══ THE DATA

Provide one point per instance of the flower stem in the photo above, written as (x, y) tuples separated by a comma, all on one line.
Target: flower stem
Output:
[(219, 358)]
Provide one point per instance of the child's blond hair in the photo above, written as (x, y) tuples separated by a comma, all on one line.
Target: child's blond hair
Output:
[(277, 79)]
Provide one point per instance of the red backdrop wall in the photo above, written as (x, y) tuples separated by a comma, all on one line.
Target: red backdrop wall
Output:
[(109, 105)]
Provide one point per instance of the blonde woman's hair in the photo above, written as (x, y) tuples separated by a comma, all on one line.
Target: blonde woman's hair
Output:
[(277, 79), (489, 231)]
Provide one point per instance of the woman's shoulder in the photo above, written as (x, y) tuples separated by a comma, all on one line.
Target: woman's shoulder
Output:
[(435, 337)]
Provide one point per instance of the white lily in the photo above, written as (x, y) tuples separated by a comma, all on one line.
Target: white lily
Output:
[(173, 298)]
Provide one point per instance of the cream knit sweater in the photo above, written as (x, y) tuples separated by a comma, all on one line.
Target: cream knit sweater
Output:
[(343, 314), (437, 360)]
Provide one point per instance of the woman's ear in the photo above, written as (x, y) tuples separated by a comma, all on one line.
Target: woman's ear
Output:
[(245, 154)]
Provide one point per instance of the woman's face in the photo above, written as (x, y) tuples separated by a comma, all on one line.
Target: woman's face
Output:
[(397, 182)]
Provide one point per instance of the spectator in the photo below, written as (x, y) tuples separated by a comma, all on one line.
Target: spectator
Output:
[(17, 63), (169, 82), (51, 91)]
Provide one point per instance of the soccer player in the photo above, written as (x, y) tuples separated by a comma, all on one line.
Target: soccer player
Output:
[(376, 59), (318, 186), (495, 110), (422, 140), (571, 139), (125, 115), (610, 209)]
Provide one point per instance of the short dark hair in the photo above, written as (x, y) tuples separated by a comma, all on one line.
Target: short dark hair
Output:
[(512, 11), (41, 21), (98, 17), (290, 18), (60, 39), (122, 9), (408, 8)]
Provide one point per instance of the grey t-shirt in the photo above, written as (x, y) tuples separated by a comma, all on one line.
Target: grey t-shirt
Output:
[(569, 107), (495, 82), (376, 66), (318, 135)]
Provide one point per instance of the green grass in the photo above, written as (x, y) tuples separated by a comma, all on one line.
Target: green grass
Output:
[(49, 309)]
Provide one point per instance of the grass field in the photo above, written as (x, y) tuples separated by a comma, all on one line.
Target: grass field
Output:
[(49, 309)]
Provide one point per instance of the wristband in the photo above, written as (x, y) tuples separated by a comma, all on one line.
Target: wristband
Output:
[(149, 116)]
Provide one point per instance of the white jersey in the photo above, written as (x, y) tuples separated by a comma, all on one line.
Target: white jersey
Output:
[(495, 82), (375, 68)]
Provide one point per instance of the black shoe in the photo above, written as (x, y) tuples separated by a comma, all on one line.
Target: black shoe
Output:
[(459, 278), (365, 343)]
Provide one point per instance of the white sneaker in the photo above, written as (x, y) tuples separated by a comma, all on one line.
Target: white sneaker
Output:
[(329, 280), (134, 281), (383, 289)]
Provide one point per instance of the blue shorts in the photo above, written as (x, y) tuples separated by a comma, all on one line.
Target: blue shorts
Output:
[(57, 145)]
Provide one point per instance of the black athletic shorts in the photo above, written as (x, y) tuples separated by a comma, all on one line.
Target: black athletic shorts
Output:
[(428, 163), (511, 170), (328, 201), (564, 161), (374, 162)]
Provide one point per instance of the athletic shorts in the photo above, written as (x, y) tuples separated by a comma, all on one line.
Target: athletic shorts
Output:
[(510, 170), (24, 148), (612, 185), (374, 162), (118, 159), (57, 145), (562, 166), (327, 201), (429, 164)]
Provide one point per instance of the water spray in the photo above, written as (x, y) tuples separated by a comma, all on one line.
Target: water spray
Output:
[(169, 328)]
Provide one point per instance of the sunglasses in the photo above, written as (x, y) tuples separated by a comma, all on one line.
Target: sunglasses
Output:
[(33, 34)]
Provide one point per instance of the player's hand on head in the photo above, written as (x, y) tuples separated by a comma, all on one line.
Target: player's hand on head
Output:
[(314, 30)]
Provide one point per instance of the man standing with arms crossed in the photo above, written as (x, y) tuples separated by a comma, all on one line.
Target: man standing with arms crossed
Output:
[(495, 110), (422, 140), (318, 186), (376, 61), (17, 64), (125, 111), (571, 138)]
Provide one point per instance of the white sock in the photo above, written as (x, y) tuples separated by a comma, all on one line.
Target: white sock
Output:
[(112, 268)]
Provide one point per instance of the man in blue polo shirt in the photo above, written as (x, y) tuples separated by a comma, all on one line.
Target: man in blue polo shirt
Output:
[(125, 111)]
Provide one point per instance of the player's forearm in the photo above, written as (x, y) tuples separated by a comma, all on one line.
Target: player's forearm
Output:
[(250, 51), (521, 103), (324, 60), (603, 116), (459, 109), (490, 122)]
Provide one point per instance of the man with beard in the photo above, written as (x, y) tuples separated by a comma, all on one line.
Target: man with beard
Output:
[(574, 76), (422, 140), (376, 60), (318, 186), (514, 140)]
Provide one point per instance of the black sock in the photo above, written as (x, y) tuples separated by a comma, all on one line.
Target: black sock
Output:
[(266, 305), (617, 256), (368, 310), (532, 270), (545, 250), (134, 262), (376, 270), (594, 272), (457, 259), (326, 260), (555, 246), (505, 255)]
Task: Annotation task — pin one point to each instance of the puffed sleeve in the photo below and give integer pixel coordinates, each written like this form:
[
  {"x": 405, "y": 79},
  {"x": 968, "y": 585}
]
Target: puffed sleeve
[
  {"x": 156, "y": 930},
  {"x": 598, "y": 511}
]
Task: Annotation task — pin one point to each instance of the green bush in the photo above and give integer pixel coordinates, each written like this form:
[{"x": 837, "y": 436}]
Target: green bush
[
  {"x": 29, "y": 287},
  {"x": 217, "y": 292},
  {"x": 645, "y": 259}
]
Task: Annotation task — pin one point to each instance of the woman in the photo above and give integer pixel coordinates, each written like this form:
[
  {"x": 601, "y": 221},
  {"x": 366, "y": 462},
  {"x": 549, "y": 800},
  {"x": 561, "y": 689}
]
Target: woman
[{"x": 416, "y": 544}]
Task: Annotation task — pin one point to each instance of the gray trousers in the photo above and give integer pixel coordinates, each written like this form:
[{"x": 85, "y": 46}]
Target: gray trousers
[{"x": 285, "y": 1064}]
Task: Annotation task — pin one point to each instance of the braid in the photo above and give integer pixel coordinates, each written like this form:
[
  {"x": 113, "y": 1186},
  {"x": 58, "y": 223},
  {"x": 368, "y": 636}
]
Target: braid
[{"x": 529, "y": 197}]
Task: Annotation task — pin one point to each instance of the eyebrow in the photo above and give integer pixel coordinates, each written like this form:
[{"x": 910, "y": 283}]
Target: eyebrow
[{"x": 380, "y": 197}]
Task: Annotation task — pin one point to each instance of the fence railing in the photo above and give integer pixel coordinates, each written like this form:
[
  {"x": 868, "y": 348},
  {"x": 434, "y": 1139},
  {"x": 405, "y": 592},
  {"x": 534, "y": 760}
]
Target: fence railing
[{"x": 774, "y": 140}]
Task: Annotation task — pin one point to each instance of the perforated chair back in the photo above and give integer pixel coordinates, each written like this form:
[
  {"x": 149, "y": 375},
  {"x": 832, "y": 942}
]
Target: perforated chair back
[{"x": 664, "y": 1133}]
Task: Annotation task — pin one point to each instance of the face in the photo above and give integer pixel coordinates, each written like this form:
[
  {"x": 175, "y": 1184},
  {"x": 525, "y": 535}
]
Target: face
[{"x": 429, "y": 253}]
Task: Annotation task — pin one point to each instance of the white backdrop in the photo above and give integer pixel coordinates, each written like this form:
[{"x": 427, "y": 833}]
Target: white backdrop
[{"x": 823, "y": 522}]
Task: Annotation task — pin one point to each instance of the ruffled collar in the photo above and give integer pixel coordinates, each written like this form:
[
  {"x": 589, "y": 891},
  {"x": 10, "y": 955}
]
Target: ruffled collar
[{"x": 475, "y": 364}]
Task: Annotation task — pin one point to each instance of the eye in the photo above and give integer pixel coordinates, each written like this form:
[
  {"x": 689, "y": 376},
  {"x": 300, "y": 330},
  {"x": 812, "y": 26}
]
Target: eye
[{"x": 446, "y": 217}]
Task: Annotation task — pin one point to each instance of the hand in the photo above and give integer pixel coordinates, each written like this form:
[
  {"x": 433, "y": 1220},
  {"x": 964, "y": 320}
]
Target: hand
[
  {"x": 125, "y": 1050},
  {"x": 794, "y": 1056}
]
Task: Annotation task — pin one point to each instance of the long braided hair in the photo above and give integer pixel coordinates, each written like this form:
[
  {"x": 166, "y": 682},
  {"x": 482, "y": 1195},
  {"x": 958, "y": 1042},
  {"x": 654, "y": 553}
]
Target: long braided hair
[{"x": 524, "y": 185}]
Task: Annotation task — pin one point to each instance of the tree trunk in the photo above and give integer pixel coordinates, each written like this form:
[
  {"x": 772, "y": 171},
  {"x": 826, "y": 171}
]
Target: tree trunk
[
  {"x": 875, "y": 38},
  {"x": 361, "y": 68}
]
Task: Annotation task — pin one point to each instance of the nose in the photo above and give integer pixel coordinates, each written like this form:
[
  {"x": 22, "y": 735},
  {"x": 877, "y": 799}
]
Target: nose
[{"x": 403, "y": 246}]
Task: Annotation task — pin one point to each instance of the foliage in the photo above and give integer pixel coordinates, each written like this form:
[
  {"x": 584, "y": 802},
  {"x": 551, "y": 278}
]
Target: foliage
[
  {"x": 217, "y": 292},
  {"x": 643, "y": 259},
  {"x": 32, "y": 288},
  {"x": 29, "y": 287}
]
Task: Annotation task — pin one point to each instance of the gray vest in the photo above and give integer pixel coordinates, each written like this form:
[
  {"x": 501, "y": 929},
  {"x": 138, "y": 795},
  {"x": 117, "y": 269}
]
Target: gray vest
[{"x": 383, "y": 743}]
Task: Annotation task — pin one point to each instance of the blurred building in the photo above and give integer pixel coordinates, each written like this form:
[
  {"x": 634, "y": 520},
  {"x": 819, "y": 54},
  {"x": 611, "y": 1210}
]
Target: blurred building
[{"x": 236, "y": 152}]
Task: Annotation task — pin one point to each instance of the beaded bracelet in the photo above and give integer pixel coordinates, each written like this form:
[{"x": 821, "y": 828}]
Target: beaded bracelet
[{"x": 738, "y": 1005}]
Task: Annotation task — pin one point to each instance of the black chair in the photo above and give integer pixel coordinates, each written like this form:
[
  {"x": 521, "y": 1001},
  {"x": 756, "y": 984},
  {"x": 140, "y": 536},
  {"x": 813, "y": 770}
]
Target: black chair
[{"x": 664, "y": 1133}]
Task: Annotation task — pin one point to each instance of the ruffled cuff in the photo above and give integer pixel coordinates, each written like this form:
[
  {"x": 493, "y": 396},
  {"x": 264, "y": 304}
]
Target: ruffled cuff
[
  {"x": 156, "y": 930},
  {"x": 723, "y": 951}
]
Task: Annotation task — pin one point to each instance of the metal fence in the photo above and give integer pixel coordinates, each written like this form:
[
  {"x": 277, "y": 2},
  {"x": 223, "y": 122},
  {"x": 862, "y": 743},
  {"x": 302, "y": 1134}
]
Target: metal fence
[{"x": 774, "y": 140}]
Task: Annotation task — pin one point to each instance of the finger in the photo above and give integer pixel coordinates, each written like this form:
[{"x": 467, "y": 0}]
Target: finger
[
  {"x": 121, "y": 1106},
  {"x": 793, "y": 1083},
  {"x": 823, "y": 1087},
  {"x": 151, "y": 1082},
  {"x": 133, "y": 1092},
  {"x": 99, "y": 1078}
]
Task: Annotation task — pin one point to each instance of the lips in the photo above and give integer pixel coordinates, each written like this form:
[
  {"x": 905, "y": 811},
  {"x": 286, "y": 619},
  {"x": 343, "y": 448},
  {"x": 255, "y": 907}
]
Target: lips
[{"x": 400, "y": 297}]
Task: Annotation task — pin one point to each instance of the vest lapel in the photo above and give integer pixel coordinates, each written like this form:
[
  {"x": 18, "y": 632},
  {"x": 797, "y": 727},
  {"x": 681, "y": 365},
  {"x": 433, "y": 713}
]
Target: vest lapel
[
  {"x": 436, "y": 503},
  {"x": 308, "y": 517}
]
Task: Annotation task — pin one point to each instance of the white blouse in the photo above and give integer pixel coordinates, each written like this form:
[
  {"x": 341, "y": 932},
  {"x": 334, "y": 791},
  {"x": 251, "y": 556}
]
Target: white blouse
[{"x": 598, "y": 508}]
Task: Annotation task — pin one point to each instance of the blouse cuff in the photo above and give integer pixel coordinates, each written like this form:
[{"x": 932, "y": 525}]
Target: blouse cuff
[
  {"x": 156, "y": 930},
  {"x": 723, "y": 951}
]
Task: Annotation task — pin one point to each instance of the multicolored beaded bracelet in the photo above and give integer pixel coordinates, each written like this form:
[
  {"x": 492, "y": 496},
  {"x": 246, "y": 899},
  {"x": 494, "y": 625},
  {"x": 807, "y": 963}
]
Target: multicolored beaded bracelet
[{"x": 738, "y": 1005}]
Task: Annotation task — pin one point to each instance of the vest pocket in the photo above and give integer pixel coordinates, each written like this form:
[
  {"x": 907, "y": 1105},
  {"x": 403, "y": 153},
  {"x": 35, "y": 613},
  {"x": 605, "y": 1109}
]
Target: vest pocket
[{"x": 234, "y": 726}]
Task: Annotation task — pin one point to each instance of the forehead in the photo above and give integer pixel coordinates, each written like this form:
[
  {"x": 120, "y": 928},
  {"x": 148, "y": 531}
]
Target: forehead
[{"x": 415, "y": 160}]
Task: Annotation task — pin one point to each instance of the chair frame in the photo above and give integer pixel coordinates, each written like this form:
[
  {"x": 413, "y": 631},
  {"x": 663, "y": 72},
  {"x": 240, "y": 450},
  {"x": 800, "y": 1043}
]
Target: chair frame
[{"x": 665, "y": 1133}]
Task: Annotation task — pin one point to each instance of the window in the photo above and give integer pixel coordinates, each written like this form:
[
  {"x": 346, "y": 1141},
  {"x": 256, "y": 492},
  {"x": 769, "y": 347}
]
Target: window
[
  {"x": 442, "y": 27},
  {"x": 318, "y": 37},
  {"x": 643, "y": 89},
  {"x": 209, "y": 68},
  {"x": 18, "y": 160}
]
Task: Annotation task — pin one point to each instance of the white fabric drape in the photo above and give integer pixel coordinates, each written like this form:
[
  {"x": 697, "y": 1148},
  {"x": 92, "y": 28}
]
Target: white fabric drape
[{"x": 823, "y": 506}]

════

— WHAT YOU HAVE TO DO —
Transcribe only, please, the lines from the first line of the records through the line with "Target: red backdrop wall". Both of those lines are included.

— ANSWER SPACE —
Provide one point per instance of the flower stem in the photo above, written as (x, y) tuples separated by a comma, all on one line.
Target: flower stem
Output:
[(219, 358)]
Provide one point per instance of the child's blond hair in the photo above, written as (x, y) tuples separated by a comma, all on one line.
Target: child's blond hair
Output:
[(277, 79)]
Provide one point per instance of the red backdrop wall in the photo above, written as (x, y) tuples separated by a comma, all on one line.
Target: red backdrop wall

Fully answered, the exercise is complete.